GOAL OF THE EXERCISE: Name each distinct function in the libuv email that is written with a pair of parentheses after it.

QUOTED TEXT:

____

Yes, your understanding is correct. 
Basically, there is an external function which pushes an object into a job 
queue. And another separate process running which reads off the queue. 
The code is already setup to use pipe(), write(), read() and libev but I am 
working on switching it to use libuv. I've had some more success using 
uv_poll_t and pipe(), write(), read() but it sounds like uv_async_t might 
be a more elegant solution. I will give it a try, thank you for help!



On Wednesday, December 29, 2021 at 6:13:36 AM UTC-5 Ben Noordhuis wrote:

> On Tue, Dec 28, 2021 at 10:29 PM Emmanuel Schmidbauer
> <e.schm...@gmail.com> wrote:
> >
> > Hello,
> > I'm trying to integrate existing code that uses pipe() and write() into 
> libuv
> > I've been hacking my way through it as I'm not a libuv expert. But i've 
> come up with a solution that works but maybe not "correct". The "publish" 
> is an existing function that writes data to the pipe, it gets called by an 
> external command. I would really appreciate if anyone could help me out 
> with a "better" or "correct" way to implement this, thanks in advance.

____

PROVIDED DATA:
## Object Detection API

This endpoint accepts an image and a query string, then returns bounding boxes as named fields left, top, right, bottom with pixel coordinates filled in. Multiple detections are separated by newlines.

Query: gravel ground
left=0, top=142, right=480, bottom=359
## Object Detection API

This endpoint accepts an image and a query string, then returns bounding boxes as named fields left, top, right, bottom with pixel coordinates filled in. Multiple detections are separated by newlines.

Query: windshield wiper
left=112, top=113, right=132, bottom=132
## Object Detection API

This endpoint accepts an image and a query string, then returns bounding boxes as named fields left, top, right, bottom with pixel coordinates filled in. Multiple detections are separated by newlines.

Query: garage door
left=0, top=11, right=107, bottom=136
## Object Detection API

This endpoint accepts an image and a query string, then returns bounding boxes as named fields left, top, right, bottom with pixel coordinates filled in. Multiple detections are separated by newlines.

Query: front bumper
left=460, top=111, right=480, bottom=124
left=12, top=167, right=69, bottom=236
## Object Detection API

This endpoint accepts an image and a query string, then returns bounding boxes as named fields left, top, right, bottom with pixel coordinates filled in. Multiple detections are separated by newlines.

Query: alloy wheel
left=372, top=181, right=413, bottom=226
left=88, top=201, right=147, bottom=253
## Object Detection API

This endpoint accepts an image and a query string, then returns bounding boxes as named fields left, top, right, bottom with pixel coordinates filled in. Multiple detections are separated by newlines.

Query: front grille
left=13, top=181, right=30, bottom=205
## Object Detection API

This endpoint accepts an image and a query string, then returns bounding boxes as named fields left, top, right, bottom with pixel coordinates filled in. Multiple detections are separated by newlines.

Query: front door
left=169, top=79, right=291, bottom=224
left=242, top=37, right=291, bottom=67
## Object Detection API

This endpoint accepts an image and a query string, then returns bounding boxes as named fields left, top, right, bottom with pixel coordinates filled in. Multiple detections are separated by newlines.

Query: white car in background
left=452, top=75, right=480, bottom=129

____

ANSWER TO THE TASK: pipe(), write(), read()